■ **What this task involves**: The entries follow. Copy every line in which "door" appears.

■ **Input**:
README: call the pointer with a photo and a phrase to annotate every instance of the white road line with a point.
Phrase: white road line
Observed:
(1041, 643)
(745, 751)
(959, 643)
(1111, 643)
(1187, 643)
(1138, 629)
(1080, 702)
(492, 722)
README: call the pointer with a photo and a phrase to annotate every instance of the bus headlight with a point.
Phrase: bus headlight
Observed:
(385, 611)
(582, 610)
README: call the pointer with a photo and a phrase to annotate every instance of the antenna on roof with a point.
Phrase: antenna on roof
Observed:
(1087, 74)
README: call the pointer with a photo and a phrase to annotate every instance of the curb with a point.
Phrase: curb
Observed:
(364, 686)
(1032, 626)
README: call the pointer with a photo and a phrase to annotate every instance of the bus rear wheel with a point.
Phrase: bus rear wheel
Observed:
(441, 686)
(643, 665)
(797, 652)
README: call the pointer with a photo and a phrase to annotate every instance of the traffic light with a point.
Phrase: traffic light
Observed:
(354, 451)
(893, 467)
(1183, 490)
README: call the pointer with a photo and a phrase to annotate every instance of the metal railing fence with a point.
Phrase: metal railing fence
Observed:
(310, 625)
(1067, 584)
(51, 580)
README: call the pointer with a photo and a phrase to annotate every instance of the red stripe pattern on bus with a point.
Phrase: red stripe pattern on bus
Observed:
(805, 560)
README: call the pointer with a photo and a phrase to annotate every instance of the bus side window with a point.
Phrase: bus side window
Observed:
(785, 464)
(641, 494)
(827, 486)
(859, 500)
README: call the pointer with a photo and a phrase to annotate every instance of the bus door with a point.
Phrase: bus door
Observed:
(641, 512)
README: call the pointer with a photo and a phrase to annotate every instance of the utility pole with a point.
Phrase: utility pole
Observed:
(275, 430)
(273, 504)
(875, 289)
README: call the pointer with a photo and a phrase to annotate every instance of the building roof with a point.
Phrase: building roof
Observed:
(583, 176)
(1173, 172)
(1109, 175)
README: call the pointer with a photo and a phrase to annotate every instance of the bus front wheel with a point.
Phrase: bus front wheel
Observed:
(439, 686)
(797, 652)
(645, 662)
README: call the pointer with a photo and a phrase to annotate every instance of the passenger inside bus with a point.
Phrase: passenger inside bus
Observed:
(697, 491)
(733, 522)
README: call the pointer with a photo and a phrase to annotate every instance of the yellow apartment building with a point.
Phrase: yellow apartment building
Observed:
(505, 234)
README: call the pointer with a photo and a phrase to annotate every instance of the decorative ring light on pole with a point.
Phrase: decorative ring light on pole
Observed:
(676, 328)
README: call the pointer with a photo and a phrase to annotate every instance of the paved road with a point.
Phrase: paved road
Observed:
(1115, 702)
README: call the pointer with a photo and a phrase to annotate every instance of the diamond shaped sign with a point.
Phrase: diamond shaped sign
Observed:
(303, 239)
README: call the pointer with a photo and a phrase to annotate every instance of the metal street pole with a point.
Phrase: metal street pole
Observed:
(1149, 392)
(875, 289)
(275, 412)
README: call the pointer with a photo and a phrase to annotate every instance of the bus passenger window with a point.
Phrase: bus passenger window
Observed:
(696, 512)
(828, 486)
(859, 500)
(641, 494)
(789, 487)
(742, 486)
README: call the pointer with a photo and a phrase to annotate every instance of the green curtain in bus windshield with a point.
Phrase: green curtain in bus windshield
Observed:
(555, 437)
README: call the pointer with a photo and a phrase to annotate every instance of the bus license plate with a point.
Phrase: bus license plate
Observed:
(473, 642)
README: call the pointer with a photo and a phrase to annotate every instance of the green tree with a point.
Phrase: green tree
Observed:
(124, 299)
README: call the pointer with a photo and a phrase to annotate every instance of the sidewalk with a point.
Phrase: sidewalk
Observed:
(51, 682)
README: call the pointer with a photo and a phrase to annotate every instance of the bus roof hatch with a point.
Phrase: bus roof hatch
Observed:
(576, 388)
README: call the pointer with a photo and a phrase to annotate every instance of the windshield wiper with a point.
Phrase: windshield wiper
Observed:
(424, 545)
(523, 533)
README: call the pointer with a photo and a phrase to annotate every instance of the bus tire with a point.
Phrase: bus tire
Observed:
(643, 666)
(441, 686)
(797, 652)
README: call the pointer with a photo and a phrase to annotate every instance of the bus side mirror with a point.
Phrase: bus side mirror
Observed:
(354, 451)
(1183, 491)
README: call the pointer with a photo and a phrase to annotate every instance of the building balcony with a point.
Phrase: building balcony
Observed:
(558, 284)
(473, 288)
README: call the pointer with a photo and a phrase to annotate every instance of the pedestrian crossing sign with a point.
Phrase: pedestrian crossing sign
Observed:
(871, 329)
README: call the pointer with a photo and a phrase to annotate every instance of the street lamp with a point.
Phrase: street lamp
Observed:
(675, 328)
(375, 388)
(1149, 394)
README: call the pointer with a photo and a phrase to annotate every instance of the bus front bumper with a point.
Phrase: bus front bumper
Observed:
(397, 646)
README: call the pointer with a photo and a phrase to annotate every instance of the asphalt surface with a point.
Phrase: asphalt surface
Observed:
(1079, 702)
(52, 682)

■ **Answer below**:
README: call the pointer with a photo and a phrase to annotate every instance of the bus door with a point.
Phrase: bus door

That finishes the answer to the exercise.